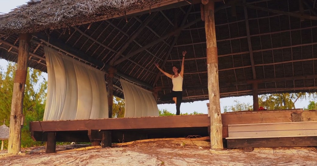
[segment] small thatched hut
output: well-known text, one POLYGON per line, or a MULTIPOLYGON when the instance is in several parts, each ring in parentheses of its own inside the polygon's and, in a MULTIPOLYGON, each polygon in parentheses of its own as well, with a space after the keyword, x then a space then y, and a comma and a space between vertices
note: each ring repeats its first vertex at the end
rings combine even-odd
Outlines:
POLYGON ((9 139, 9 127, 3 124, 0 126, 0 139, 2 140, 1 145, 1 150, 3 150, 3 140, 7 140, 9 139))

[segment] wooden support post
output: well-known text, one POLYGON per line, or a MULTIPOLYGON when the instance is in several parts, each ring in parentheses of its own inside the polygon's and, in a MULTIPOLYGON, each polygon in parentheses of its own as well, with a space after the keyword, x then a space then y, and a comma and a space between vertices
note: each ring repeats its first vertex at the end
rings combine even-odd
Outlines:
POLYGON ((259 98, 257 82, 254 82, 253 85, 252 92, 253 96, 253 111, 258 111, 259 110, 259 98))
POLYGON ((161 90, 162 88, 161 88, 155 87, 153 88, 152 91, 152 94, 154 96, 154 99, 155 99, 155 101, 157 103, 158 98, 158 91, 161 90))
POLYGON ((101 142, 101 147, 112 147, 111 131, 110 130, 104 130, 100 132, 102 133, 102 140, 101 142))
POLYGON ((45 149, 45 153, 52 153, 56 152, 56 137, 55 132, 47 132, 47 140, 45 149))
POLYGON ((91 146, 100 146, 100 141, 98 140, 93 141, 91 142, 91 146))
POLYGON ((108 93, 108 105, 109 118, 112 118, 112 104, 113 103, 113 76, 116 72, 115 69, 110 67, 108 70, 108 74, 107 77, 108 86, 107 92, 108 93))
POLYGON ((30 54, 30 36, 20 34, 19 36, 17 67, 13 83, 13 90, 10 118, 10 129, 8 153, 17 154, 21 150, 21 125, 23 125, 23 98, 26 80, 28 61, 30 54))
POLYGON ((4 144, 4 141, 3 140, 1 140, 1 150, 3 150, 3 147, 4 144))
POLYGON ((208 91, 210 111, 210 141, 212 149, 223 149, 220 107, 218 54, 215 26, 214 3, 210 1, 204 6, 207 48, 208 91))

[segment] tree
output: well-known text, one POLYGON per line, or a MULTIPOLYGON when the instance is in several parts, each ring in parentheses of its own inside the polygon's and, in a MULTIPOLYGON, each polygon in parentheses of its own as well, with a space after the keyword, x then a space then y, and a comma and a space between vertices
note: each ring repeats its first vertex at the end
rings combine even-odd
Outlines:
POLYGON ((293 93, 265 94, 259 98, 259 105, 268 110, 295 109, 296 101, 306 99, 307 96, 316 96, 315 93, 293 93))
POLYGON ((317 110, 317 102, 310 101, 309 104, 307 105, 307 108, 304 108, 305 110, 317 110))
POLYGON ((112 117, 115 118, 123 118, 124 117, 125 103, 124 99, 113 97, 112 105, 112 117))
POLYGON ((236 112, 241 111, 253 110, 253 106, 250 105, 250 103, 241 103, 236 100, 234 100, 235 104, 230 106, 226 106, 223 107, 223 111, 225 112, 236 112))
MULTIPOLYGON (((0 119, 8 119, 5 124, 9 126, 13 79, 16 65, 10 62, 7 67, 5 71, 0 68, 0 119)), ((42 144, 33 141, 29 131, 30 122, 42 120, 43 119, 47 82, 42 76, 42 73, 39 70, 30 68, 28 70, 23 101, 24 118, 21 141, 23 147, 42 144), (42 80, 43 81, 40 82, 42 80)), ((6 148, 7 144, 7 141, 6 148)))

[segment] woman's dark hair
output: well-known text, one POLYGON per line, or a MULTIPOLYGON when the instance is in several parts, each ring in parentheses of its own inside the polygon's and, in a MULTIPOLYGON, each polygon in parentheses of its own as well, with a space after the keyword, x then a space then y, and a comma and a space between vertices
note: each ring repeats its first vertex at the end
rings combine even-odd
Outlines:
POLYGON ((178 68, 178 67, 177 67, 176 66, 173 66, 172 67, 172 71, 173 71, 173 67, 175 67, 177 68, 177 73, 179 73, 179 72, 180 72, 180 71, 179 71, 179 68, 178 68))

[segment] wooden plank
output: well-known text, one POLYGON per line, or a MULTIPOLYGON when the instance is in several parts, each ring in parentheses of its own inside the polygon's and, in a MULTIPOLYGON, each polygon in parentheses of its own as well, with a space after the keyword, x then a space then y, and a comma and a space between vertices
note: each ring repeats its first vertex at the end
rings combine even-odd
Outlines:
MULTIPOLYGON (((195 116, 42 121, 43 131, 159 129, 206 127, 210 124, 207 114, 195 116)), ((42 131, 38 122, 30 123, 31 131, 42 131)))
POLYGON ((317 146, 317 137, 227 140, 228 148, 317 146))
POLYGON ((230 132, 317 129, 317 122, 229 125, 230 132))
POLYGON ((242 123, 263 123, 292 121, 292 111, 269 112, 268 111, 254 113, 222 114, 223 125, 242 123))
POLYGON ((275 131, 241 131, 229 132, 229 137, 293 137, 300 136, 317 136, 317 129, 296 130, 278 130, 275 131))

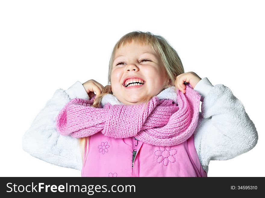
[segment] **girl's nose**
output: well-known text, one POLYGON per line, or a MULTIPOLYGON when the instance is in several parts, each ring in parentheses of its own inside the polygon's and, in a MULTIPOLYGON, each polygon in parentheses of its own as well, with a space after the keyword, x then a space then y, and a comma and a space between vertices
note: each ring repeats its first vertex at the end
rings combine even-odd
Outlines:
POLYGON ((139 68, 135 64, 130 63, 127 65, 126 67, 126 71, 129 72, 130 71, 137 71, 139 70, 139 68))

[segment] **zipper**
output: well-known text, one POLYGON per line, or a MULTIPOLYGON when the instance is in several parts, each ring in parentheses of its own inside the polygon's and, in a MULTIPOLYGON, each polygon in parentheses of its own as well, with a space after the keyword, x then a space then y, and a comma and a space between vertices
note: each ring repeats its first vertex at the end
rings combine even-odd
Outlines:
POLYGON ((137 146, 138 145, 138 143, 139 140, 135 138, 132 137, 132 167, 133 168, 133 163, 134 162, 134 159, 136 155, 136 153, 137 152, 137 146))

───

§ TASK DIRECTIONS
Rewrite all of the data above, replacing each occurrence of "Outlines" with "Contours" and leaving everything else unchanged. Omit the pictures from the result.

§ CORRECT OUTPUT
[segment] small thatched hut
output: well-known text, one POLYGON per line, or a MULTIPOLYGON when the instance is in several parts, each ring in parentheses of its own inside the polygon's and, in a MULTIPOLYGON, each polygon in parentheses of its own as well, with a space after the keyword, x then a space then y, and a comma and a space between vertices
note: each ring repeats its first vertex at the end
rings combine even-odd
Contours:
POLYGON ((9 139, 9 127, 3 124, 0 126, 0 139, 2 140, 1 145, 1 150, 3 150, 3 140, 7 140, 9 139))

[segment] wooden support post
output: well-known text, one POLYGON per line, or a MULTIPOLYGON when the instance is in several parts, each ring in parentheses of its own inside the polygon's and, in a MULTIPOLYGON, each polygon in parentheses of its own as well, with a space after the keyword, x then a space then y, and a comma and a space between vertices
note: each ring repeats its first vertex at the end
rings combine even-odd
Contours:
POLYGON ((259 98, 257 82, 254 82, 253 85, 252 92, 253 96, 253 111, 258 111, 259 110, 259 98))
POLYGON ((161 90, 162 88, 161 88, 155 87, 153 88, 152 91, 152 94, 154 96, 154 99, 155 99, 155 101, 157 103, 158 98, 158 91, 161 90))
POLYGON ((101 142, 101 147, 112 147, 111 131, 110 130, 104 130, 100 132, 102 133, 102 140, 101 142))
POLYGON ((45 149, 45 153, 52 153, 56 152, 56 137, 55 132, 47 132, 47 140, 45 149))
POLYGON ((91 146, 100 146, 100 141, 98 140, 93 141, 91 142, 91 146))
POLYGON ((108 93, 108 105, 109 118, 112 118, 112 104, 113 103, 113 76, 116 72, 115 69, 110 67, 108 70, 108 74, 107 77, 108 86, 107 92, 108 93))
POLYGON ((30 54, 30 36, 20 34, 19 36, 17 67, 13 83, 13 90, 10 118, 10 129, 8 153, 17 154, 21 150, 21 125, 23 125, 23 98, 26 80, 28 61, 30 54))
POLYGON ((4 144, 4 141, 3 140, 1 140, 1 150, 3 150, 3 147, 4 144))
POLYGON ((208 91, 210 111, 210 141, 212 149, 223 149, 220 107, 218 54, 215 26, 214 3, 210 1, 204 6, 207 48, 208 91))

[segment] tree
output: well-known text, one POLYGON per line, or a MULTIPOLYGON when the instance is in several parts, each ring in parentheses of its own inside the polygon's and, in a MULTIPOLYGON, each polygon in parentheses of its own as well, with a space after the keyword, x then a space then y, and a comma and a space between vertices
note: each ring repeats its first vertex at the end
rings combine even-odd
Contours:
POLYGON ((293 93, 265 94, 259 98, 259 105, 268 110, 295 109, 296 101, 306 99, 307 96, 316 96, 315 93, 293 93))
POLYGON ((317 110, 317 102, 310 101, 309 104, 307 105, 307 108, 304 108, 305 110, 317 110))
POLYGON ((112 117, 115 118, 123 118, 124 117, 125 103, 124 99, 113 97, 112 105, 112 117))
POLYGON ((236 112, 241 111, 253 110, 253 106, 250 105, 250 103, 241 103, 236 100, 234 100, 235 104, 230 106, 226 106, 223 107, 223 111, 225 112, 236 112))
MULTIPOLYGON (((0 119, 8 119, 5 124, 9 126, 13 79, 16 65, 10 62, 7 67, 5 71, 0 68, 0 119)), ((42 144, 33 141, 29 131, 30 122, 42 120, 43 119, 47 82, 42 76, 42 73, 39 70, 30 68, 28 70, 23 101, 24 118, 21 141, 23 147, 42 144), (42 80, 43 81, 40 82, 42 80)), ((6 148, 7 144, 7 141, 6 148)))

[segment] woman's dark hair
output: well-known text, one POLYGON per line, or a MULTIPOLYGON when the instance is in several parts, each ring in parentheses of its own inside the polygon's and, in a MULTIPOLYGON, each polygon in parentheses of its own as well, with a space after the keyword, x then a space then y, and a comma and a space between vertices
note: each ring repeats its first vertex at the end
rings combine even-odd
Contours:
POLYGON ((178 68, 178 67, 177 67, 176 66, 173 66, 172 67, 172 71, 173 71, 173 67, 175 67, 177 68, 177 73, 179 73, 179 72, 180 72, 180 71, 179 71, 179 68, 178 68))

[segment] wooden plank
output: well-known text, one POLYGON per line, or a MULTIPOLYGON when the instance is in several parts, each ring in parentheses of its own inside the polygon's and, in a MULTIPOLYGON, each polygon in parentheses of its own as well, with a space after the keyword, x then a space then y, and a comma and a space between vertices
note: each ring repeats its first vertex at the end
rings combine even-odd
Contours:
MULTIPOLYGON (((195 116, 42 121, 43 131, 159 129, 206 127, 210 124, 207 114, 195 116)), ((42 131, 38 122, 30 123, 31 131, 42 131)))
POLYGON ((317 146, 317 137, 227 140, 228 148, 317 146))
POLYGON ((230 132, 317 129, 317 122, 229 125, 230 132))
POLYGON ((242 123, 263 123, 292 121, 292 111, 269 112, 268 111, 254 113, 222 114, 223 125, 242 123))
POLYGON ((275 131, 241 131, 229 132, 229 137, 293 137, 300 136, 317 136, 317 129, 296 130, 278 130, 275 131))

[segment] **girl's nose**
output: well-known text, one POLYGON per line, or a MULTIPOLYGON when the instance is in several parts, each ring in parentheses of its own inside the polygon's and, in a MULTIPOLYGON, each polygon in parentheses of its own as well, with a space after the keyword, x then a space then y, and a comma and a space between vertices
note: each ring repeats its first vertex at the end
rings combine even-odd
Contours:
POLYGON ((139 68, 135 64, 130 63, 127 65, 126 67, 126 71, 129 72, 130 71, 137 71, 139 70, 139 68))

[segment] **zipper**
output: well-known text, one POLYGON per line, or a MULTIPOLYGON when the instance is in several parts, each ring in parentheses of its own inside the polygon's and, in a MULTIPOLYGON, each polygon in parentheses of its own as well, with a space after the keyword, x then a space then y, and a comma and a space between vertices
note: each ring repeats its first vertex at the end
rings combine even-odd
Contours:
POLYGON ((137 146, 138 145, 138 143, 139 140, 135 138, 132 137, 132 167, 133 168, 133 163, 134 162, 134 159, 136 155, 136 153, 137 152, 137 146))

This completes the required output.